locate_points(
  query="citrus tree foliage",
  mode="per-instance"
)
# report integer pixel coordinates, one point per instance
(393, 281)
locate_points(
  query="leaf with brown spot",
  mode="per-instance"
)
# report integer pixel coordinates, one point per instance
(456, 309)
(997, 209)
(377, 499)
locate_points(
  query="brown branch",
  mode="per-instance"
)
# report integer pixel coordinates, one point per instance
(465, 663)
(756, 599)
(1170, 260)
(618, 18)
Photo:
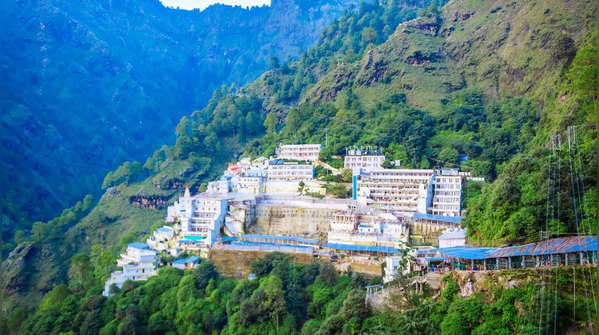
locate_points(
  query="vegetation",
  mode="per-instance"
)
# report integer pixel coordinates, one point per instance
(100, 83)
(285, 298)
(471, 80)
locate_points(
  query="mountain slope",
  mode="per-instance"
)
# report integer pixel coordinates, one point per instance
(406, 89)
(88, 85)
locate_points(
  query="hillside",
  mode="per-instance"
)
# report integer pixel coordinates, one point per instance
(454, 81)
(90, 85)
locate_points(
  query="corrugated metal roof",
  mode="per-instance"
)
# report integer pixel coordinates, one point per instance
(191, 259)
(467, 252)
(282, 238)
(453, 234)
(363, 248)
(138, 245)
(560, 245)
(249, 243)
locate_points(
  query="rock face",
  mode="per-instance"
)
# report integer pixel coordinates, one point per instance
(13, 269)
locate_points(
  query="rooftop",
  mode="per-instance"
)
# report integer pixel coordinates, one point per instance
(453, 234)
(138, 245)
(192, 259)
(281, 238)
(362, 248)
(560, 245)
(452, 219)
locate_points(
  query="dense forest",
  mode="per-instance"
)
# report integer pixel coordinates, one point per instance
(284, 298)
(89, 85)
(471, 84)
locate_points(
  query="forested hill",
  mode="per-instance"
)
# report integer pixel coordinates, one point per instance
(87, 85)
(482, 78)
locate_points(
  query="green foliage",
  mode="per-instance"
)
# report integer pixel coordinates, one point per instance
(126, 173)
(84, 111)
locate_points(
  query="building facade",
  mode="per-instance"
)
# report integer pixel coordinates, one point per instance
(403, 190)
(447, 188)
(363, 158)
(280, 171)
(201, 217)
(300, 152)
(137, 263)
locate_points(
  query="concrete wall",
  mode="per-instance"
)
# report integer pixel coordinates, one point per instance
(237, 264)
(296, 221)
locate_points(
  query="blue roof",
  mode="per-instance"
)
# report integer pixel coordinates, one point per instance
(362, 248)
(560, 245)
(195, 238)
(282, 238)
(467, 252)
(249, 243)
(452, 219)
(138, 245)
(192, 259)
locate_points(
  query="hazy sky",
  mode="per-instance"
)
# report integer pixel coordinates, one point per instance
(201, 4)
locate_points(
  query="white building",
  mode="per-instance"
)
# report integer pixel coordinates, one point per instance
(218, 186)
(363, 158)
(453, 237)
(186, 263)
(403, 190)
(447, 188)
(160, 238)
(278, 171)
(247, 184)
(395, 266)
(138, 263)
(344, 221)
(300, 152)
(381, 229)
(411, 190)
(201, 216)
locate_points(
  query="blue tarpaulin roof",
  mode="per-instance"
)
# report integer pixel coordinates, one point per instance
(195, 238)
(248, 243)
(139, 245)
(467, 252)
(452, 219)
(435, 259)
(363, 248)
(282, 238)
(192, 259)
(560, 245)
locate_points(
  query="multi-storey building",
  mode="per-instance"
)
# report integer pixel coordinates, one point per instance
(363, 158)
(379, 229)
(403, 190)
(453, 237)
(447, 188)
(344, 221)
(138, 263)
(436, 192)
(286, 171)
(201, 217)
(300, 152)
(160, 238)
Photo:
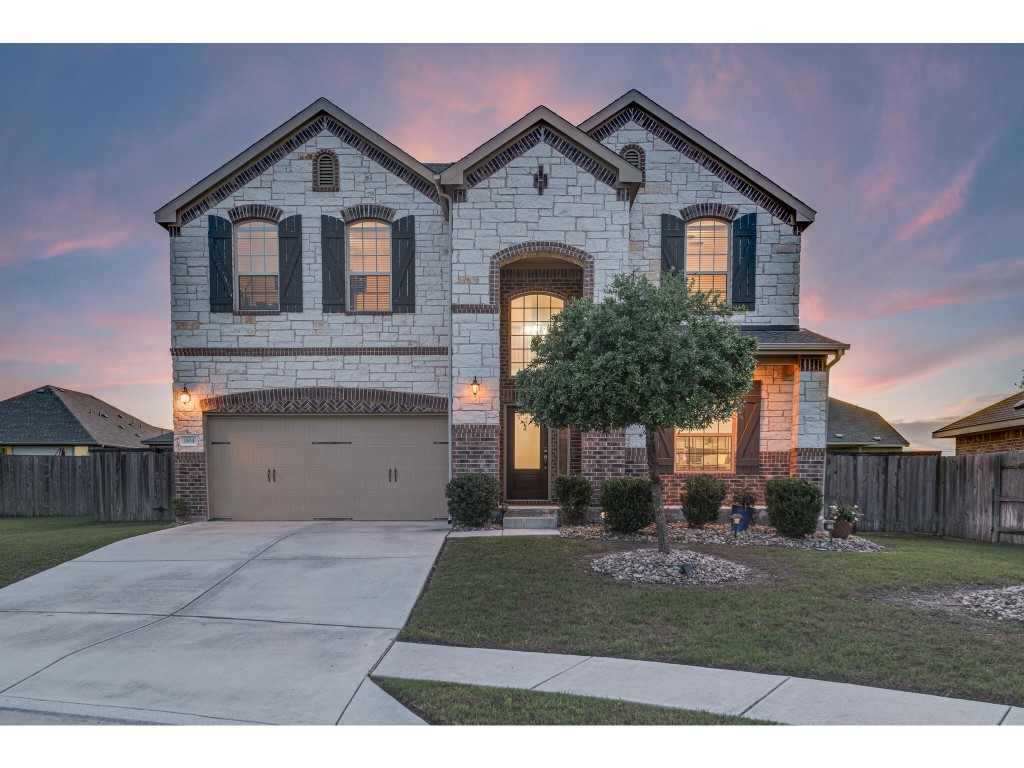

-- Directions for this task --
Which lines in the data above contain the word "building"? Copy each of them in full.

-- Task output --
  query="building facade",
  query="white building",
  query="multi-storey building",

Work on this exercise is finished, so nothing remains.